READING TEXT:
** BEGIN **

How many types of cheese can you fit on one pizza?

Now we know: Answering the foodie questions you didn’t even know you had

Maybe Maslow’s hierarchy of needs isn’t a pyramid . . . it’s a pizza slice. Photograph: Getty Images
Maybe Maslow’s hierarchy of needs isn’t a pyramid . . . it’s a pizza slice. Photograph: Getty Images

Last month, a pizza topped with 111 varieties of cheese served in a Berlin-based Italian restaurant smashed the Guinness World Record for the largest variety of cheeses on a single pizza. The stunt was organised by pizza delivery service pizza.de, Vadoli restaurant and Assemble Entertainment GmbH in Germany, who brought in chefs Mirko Gazzari and Andrea Pellegrini to create the loaded pizza pie.

The pizza boasted a total of 288.6g of cheese, though there was just 2.6g of each cheese type as the pizza base was only marginally larger than your average pizza. Cheese featured included mozzarella, Emmental, red Leicester, Comté and Raclette de Chévre.

** END **

DATA LINES:
** BEGIN **

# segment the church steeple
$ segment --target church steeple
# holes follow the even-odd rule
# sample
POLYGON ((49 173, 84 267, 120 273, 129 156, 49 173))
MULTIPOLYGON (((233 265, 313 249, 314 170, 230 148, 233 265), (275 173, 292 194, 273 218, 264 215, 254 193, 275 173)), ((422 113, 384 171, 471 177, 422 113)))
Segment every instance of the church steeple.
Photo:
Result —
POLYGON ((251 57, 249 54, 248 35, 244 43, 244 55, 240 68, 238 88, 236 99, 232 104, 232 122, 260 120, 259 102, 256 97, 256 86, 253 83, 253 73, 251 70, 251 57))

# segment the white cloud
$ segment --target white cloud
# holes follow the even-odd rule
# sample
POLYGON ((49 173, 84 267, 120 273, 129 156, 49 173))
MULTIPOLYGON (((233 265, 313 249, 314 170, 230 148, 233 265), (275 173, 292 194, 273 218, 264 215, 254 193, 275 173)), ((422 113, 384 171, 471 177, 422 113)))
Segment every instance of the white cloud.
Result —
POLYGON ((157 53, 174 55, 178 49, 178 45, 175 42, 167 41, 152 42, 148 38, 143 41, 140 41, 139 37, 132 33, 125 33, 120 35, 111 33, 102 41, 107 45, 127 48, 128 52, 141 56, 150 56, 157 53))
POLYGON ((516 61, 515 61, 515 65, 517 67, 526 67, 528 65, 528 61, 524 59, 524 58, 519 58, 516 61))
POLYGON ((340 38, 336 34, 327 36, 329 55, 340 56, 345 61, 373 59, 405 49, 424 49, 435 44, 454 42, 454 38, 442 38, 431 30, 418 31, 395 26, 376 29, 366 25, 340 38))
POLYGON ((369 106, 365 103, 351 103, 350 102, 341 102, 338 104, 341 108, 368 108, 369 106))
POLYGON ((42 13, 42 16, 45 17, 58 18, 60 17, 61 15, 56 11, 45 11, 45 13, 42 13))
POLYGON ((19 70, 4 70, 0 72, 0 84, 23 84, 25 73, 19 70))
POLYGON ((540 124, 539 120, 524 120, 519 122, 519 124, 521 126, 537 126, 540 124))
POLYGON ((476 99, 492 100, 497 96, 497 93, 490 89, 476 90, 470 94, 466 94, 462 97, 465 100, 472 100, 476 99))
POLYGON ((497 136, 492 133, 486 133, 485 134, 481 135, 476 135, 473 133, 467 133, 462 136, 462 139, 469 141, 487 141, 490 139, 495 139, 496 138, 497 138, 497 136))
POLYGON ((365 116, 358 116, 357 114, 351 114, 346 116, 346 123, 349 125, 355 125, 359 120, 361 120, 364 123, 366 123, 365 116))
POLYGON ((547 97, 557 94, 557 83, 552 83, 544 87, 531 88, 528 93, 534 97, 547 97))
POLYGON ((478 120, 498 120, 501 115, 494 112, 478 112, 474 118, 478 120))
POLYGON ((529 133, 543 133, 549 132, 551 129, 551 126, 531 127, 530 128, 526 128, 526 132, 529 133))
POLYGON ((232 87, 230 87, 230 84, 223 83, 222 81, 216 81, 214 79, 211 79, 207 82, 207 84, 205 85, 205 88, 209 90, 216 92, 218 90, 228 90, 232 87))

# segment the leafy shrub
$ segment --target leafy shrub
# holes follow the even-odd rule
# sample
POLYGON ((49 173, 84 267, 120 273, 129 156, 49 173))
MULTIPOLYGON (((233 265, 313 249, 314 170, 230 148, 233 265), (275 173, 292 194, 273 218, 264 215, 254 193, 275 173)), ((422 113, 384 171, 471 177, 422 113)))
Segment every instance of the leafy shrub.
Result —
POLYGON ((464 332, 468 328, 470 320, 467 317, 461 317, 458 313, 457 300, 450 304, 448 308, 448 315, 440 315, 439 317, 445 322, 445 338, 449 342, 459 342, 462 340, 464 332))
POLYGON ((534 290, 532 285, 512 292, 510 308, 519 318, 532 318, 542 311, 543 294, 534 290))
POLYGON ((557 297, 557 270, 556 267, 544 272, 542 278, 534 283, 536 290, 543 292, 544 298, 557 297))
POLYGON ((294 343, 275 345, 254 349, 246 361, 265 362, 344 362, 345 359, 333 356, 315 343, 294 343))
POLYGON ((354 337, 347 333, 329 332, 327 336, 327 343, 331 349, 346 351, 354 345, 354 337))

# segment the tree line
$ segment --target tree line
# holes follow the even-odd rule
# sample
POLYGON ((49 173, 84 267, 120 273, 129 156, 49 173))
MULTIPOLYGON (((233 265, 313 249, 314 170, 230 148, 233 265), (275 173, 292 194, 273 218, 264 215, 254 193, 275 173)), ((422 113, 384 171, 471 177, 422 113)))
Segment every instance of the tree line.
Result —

** END **

Copy the cheese pizza text starting at "Now we know: Answering" and ending at "loaded pizza pie.", renaming "Berlin-based" to "Munich-based".

Now we know: Answering the foodie questions you didn’t even know you had

Maybe Maslow’s hierarchy of needs isn’t a pyramid . . . it’s a pizza slice. Photograph: Getty Images
Maybe Maslow’s hierarchy of needs isn’t a pyramid . . . it’s a pizza slice. Photograph: Getty Images

Last month, a pizza topped with 111 varieties of cheese served in a Munich-based Italian restaurant smashed the Guinness World Record for the largest variety of cheeses on a single pizza. The stunt was organised by pizza delivery service pizza.de, Vadoli restaurant and Assemble Entertainment GmbH in Germany, who brought in chefs Mirko Gazzari and Andrea Pellegrini to create the loaded pizza pie.